##### Excerpted passage #####

[ltt-dev] cli/sti vs local_cmpxchg and local_add_return

Wed Mar 18 11:10:24 EDT 2009

* Nick Piggin (nickpiggin at yahoo.com.au) wrote:
> On Wednesday 18 March 2009 02:14:37 Mathieu Desnoyers wrote:
> > * Nick Piggin (nickpiggin at yahoo.com.au) wrote:
> > > On Tuesday 17 March 2009 12:32:20 Mathieu Desnoyers wrote:
> > > > Hi,
> > > >
> > > > I am trying to get access to some non-x86 hardware to run some atomic
> > > > primitive benchmarks for a paper on LTTng I am preparing. That should
> > > > be useful to argue about performance benefit of per-cpu atomic
> > > > operations vs interrupt disabling. I would like to run the following
> > > > benchmark module on CONFIG_SMP :
> > > >
> > > > - PowerPC
> > > > - MIPS
> > > > - ia64
> > > > - alpha
> > > >
> > > > usage :
> > > > make
> > > > insmod test-cmpxchg-nolock.ko
> > > > insmod: error inserting 'test-cmpxchg-nolock.ko': -1 Resource
> > > > temporarily unavailable dmesg (see dmesg output)
> > > >
> > > > If some of you would be kind enough to run my test module provided
> > > > below and provide the results of these tests on a recent kernel
> > > > (2.6.26~2.6.29 should be good) along with their cpuinfo, I would
> > > > greatly appreciate.
> > > >
> > > > Here are the CAS results for various Intel-based architectures :
> > > >
> > > > Architecture         | Speedup                      |      CAS     |
> > > >  Interrupts         |
> > > >
> > > >                      | (cli + sti) / local cmpxchg  | local | sync |
> > > >                      | Enable (sti) | Disable (cli)
> > > >
> > > > -----------------------------------------------------------------------
> > > >---- ---------------------- Intel Pentium 4      | 5.24                 
> > > >        | 25   | 81   | 70           | 61          | AMD Athlon(tm)64 X2
> > > >  | 4.57
> > > >
> > > >                     |  7    | 17   | 17           | 15          | Intel
> > > >
> > > > Core2          | 6.33                         |  6    | 30   | 20
> > > >
> > > > | 18          | Intel Xeon E5405     | 5.25                         | 
> > > > | 8 24   | 20           | 22          |
> > > >
> > > > The benefit expected on PowerPC, ia64 and alpha should principally come
> > > > from removed memory barriers in the local primitives.

##### Supplied entries #####

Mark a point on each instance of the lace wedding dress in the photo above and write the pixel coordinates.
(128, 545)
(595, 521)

#####
##### Supplied entries #####

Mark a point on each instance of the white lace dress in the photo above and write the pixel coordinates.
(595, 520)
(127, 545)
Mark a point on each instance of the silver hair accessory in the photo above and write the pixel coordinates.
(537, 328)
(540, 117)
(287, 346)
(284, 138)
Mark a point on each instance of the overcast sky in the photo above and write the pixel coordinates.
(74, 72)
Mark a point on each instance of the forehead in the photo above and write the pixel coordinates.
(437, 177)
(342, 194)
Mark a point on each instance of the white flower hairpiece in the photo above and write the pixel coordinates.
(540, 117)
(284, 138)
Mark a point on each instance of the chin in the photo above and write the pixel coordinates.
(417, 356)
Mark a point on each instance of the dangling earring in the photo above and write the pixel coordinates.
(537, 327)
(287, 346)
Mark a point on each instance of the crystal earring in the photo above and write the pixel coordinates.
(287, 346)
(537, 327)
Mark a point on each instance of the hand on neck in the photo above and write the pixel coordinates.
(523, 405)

#####

> What you are asked to do
Pick up the mailing-list thread about cli/sti versus local_cmpxchg above and continue it from its last sentence.

> Response for this exercise
> > >
> > > Benefit versus what? I think all of those architectures can do SMP
> > > atomic compare exchange sequences without barriers, can't they?
> >
> > Hi Nick,
> >
> > I want to compare if it is faster to use SMP cas without barriers to
> > perform synchronization of the tracing hot path wrt interrupts or if it
> > is faster to disable interrupts. These decisions will depend on the
> > benchmark I propose, because it is comparing the time it takes to
> > perform both.
> >
> > Overall, the benchmarks will allow to choose between those two
> > simplified hotpath pseudo-codes (offset is global to the buffer,
> > commit_count is per-subbuffer).
> >
> >
> > * lockless :
> >
> > do {
> >   old_offset = local_read(&offset);
> >   get_cycles();
> >   compute needed size.
> >   new_offset = old_offset + size;
> > } while (local_cmpxchg(&offset, old_offset, new_offset) != old_offset);
> >
> > /*
> >  * note : writing to buffer is done out-of-order wrt buffer slot
> >  * physical order.
> >  */
> > write_to_buffer(offset);
> >
> > /*
> >  * Make sure the data is written in the buffer before commit count is
> >  * incremented.
> >  */
> > smp_wmb();
> >
> > /* note : incrementing the commit count is also done out-of-order */
> > count = local_add_return(size, &commit_count[subbuf_index]);
> > if (count is filling a subbuffer)
> >   allow to wake up readers
> 
> Ah OK, so you just mean the benefit of using local atomics is avoiding
> the barriers that you get with atomic_t.
> 
> I'd thought you were referring to some benefit over irq disable pattern.
> 

On powerpc and mips, for instance, yes the gain is just the disabled
barriers. On x86 it becomes more interesting because we can remove the
lock; prefix, which gives a good speedup. All I want to do here is to
figure out which of barrier-less local_t ops vs disabling interrupts is
faster (and how much faster/slower) on various architectures.

For instance, on architecture like the powerpc64 (tests provided by Paul
McKenney), it's only a difference of less than 4 cycles between irq
off/irq (14-16 cycles, and this is without doing the data access) and
doing both local_cmpxchg and local_add_return (18 cycles). So given we
might have tracepoints called from NMI context, the tiny performance
impact we have with local_t ops does not counter balance the benefit of
having a lockless NMI-safe trace buffer management algorithm.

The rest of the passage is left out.